> **WHAT IS ASKED**
State how many lines in the rows below contain the word "stone". Respond with the number alone.

━━━ RECORDS SUPPLIED ━━━

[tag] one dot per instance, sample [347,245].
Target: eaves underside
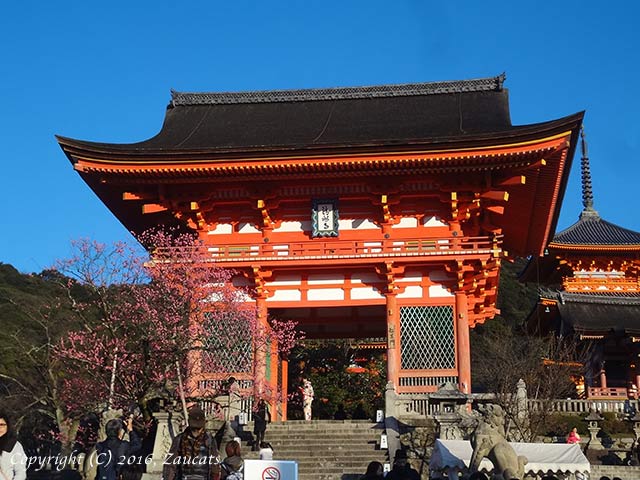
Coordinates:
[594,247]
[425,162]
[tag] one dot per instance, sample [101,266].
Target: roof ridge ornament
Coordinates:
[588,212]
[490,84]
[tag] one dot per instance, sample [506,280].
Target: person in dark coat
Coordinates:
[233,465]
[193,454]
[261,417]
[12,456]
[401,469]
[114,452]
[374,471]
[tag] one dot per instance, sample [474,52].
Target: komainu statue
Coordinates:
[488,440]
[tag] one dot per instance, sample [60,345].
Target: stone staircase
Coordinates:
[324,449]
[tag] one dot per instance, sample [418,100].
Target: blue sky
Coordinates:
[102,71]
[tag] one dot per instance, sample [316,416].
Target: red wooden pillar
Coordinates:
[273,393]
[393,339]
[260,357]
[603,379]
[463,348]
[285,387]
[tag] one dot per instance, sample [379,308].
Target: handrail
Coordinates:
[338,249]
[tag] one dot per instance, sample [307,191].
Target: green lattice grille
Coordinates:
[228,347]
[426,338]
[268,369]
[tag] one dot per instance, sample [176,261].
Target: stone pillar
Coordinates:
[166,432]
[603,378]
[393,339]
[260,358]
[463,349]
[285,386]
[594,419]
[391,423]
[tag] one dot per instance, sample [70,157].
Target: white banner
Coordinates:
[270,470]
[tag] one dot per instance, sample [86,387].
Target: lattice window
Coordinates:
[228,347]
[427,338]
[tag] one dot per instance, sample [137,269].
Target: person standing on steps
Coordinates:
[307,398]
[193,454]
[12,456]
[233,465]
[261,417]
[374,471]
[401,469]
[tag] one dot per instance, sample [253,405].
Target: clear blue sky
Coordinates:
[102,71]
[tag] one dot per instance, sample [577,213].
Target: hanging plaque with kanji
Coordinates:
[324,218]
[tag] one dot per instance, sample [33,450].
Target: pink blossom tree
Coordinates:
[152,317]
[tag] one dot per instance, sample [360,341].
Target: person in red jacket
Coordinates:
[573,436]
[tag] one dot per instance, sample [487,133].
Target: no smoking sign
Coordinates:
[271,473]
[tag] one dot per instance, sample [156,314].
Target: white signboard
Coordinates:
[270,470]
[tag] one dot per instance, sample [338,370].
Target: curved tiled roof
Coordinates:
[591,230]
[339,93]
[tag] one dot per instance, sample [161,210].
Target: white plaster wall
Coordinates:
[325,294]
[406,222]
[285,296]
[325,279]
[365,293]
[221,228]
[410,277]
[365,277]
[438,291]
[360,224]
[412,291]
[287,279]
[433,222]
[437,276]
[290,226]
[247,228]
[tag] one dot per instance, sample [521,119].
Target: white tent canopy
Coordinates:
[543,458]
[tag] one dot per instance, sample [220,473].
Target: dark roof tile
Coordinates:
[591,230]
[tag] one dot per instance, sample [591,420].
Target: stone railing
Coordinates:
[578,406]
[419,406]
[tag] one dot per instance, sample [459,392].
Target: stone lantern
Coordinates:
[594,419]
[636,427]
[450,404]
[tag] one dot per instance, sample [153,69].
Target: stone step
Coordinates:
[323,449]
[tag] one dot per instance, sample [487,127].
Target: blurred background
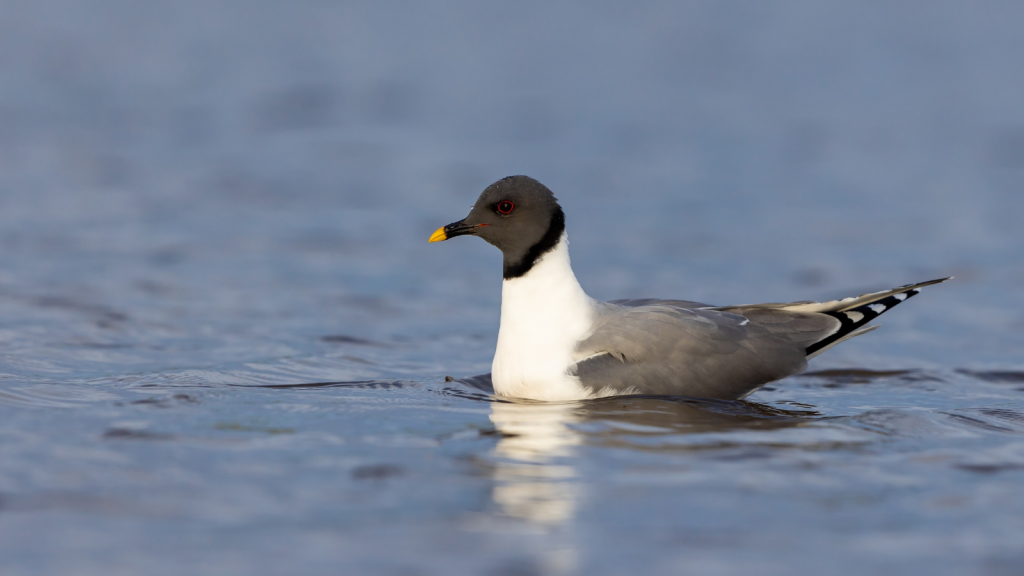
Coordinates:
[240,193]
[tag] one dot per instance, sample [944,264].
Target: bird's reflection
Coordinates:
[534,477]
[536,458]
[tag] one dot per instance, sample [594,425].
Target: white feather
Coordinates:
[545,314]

━━━
━━━ RECORDS SUPPLIED ━━━

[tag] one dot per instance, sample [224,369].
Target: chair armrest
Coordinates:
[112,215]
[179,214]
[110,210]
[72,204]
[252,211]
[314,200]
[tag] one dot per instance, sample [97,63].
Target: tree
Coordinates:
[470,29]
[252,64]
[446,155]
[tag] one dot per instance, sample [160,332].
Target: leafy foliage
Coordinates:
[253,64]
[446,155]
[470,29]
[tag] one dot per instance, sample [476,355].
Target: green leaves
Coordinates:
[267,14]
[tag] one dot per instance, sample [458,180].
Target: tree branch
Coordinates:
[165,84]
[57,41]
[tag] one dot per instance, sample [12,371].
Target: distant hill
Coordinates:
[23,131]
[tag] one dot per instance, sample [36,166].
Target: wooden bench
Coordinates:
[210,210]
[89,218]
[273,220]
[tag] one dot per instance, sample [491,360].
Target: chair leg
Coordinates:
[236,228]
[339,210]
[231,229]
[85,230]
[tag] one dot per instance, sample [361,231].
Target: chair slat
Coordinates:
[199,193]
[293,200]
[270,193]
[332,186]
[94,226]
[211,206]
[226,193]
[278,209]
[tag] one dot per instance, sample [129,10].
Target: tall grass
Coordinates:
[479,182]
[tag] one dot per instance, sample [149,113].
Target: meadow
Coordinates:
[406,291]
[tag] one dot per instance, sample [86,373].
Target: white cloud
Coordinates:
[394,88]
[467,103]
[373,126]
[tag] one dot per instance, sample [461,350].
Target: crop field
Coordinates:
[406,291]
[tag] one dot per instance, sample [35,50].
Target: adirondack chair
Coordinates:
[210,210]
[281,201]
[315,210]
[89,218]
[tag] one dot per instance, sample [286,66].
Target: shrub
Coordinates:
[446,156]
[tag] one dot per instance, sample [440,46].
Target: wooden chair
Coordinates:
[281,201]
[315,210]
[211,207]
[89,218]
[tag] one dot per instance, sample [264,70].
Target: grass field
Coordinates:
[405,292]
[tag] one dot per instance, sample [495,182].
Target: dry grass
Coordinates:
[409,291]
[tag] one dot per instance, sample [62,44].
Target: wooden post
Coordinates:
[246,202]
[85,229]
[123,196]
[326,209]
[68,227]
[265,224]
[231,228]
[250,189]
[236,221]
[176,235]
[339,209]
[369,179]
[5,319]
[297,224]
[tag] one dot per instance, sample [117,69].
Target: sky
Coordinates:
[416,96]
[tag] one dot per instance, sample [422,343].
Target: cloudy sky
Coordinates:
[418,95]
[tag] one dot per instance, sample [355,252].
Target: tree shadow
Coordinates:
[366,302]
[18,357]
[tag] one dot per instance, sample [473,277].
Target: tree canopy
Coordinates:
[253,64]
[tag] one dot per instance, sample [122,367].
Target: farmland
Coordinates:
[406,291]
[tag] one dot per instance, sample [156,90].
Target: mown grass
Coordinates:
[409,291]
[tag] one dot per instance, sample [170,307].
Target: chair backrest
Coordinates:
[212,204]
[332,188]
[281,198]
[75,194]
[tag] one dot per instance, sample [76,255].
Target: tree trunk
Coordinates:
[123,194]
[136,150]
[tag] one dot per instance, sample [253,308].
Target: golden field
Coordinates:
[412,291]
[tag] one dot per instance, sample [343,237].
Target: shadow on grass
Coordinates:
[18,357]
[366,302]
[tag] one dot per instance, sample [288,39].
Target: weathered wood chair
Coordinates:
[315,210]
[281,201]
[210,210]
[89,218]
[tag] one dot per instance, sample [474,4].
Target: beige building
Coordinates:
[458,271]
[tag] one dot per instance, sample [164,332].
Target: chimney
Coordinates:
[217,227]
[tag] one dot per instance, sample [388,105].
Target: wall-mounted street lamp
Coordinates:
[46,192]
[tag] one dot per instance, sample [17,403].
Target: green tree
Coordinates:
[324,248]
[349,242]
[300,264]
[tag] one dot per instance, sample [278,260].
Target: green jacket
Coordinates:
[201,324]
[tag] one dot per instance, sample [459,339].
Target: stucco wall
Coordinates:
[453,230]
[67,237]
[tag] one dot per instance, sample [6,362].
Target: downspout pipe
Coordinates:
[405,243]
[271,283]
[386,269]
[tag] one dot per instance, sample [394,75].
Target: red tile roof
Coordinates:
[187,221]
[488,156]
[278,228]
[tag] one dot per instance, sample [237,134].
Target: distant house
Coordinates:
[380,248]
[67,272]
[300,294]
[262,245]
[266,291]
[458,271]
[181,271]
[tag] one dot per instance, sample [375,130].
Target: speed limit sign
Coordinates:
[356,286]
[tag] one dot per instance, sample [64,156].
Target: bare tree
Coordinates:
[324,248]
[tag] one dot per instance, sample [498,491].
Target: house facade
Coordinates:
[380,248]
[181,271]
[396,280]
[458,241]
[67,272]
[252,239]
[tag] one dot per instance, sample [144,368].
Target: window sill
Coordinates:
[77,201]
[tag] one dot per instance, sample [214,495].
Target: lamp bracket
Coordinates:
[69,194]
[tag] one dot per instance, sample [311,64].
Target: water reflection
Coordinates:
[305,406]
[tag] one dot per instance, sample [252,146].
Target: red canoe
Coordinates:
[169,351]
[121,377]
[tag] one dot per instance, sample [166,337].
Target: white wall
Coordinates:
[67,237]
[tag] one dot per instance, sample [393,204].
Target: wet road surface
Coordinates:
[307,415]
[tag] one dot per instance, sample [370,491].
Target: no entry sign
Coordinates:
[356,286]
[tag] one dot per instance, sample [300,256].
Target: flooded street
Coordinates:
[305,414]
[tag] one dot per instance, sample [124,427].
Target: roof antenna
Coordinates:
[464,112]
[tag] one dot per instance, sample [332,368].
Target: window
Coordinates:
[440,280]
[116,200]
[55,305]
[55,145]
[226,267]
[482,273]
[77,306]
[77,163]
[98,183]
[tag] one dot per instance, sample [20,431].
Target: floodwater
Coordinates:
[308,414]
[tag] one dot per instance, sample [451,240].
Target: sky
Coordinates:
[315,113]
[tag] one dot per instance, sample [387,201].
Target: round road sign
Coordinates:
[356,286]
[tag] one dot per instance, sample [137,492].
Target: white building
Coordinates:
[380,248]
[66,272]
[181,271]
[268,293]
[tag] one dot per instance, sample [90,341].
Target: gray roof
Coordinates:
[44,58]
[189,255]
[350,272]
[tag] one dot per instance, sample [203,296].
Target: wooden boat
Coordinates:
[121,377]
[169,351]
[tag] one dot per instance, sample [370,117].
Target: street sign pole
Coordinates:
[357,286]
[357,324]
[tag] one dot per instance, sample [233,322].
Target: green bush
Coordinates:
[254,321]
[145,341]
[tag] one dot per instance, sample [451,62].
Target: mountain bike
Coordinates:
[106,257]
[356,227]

━━━

> **OUTPUT FOR THIS EXERCISE**
5